**Objective**
Turn everything in the listing from its first line down to the line containing "[(958, 249)]", that line included, into a Markdown table with the columns Row and Line, leaving out blank lines.

___ Recorded information

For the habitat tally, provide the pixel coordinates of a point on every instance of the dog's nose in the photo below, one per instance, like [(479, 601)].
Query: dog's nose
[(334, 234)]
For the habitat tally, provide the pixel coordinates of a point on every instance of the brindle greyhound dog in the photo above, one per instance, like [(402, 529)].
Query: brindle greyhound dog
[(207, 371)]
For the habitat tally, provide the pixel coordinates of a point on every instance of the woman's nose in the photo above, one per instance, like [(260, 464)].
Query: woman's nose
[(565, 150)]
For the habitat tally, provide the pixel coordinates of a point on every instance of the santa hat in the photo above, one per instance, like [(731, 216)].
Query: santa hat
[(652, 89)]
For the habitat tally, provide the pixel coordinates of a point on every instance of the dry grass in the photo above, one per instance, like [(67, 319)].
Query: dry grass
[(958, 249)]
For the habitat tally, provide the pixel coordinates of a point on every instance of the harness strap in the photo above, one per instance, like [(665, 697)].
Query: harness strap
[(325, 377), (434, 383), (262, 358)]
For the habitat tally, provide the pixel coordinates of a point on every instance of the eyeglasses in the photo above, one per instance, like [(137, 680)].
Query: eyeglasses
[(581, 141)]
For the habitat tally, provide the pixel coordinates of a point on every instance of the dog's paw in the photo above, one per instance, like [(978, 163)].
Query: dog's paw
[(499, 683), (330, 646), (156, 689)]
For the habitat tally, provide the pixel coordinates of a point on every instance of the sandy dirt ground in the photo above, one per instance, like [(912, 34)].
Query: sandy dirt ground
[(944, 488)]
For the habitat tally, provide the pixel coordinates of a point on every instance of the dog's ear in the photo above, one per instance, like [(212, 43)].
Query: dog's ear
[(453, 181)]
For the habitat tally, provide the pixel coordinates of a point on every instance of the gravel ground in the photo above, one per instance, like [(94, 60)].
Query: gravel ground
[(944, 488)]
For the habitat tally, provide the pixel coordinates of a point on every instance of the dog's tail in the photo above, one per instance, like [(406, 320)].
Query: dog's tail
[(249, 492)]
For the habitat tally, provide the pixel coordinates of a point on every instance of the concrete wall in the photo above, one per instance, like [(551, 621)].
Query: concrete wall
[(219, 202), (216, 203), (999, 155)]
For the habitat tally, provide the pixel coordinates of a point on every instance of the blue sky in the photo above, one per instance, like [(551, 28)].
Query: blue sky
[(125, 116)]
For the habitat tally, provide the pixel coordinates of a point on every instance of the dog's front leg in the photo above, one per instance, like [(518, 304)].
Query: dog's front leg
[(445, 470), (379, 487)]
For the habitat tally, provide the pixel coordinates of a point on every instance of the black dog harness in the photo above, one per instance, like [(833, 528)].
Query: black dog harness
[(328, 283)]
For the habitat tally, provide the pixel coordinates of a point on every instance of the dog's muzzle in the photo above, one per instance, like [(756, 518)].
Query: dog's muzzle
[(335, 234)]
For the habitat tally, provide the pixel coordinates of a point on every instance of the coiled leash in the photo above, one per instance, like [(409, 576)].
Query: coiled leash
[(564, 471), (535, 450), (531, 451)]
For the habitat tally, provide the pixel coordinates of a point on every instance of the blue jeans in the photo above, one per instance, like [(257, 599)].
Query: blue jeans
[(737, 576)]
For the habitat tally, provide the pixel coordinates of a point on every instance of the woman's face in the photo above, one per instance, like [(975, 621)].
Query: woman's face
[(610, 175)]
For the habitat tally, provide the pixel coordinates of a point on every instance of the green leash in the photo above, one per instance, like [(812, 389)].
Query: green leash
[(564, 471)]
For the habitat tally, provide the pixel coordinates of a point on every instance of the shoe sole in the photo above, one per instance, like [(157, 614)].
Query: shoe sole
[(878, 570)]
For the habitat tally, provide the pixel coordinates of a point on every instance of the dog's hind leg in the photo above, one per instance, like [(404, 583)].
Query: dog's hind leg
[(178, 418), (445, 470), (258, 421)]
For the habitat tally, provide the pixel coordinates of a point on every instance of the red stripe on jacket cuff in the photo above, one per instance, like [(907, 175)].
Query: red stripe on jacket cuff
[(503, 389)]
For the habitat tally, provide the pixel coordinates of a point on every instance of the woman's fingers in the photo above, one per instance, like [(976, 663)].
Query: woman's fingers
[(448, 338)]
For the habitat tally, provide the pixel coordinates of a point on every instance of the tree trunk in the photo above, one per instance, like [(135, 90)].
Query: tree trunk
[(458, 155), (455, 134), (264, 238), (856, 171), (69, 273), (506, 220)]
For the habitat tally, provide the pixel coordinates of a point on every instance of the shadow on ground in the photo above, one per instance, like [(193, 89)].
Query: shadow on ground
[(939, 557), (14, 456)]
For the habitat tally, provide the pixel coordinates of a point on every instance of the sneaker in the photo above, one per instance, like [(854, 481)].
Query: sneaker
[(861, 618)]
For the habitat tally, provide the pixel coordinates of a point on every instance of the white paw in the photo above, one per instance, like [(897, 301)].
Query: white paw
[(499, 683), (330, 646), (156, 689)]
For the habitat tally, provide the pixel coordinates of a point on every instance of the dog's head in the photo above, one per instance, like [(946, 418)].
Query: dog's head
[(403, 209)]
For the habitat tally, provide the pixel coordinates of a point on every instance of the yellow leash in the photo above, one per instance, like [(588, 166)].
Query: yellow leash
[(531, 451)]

______

**Output**
| Row | Line |
|---|---|
| 1 | For the habitat tally, provide the pixel coordinates of a point on every instance of the dog's nose in the photo below, one per instance, like [(479, 601)]. |
| 2 | Query: dog's nose |
| 3 | [(334, 234)] |
| 4 | For the habitat tally, provide the pixel coordinates of a point on every instance of the brindle greyhound dog in the photo above, one per instance, like [(402, 529)]. |
| 5 | Query: brindle greyhound dog |
| 6 | [(207, 371)] |
| 7 | For the habitat tally, provide the pixel coordinates of a point on every instance of the woman's nose in the photo above, one per instance, like [(260, 464)]. |
| 8 | Query: woman's nose |
| 9 | [(565, 150)] |
| 10 | For the habitat tally, provide the pixel coordinates of a point on every instance of the santa hat in the photo above, one per instance, like [(731, 216)]. |
| 11 | Query: santa hat |
| 12 | [(652, 89)] |
| 13 | For the habitat tally, provide the pixel coordinates of a point on every instance of the dry grass in the photo above, one per instance, like [(67, 319)]. |
| 14 | Query: dry grass |
| 15 | [(958, 249)] |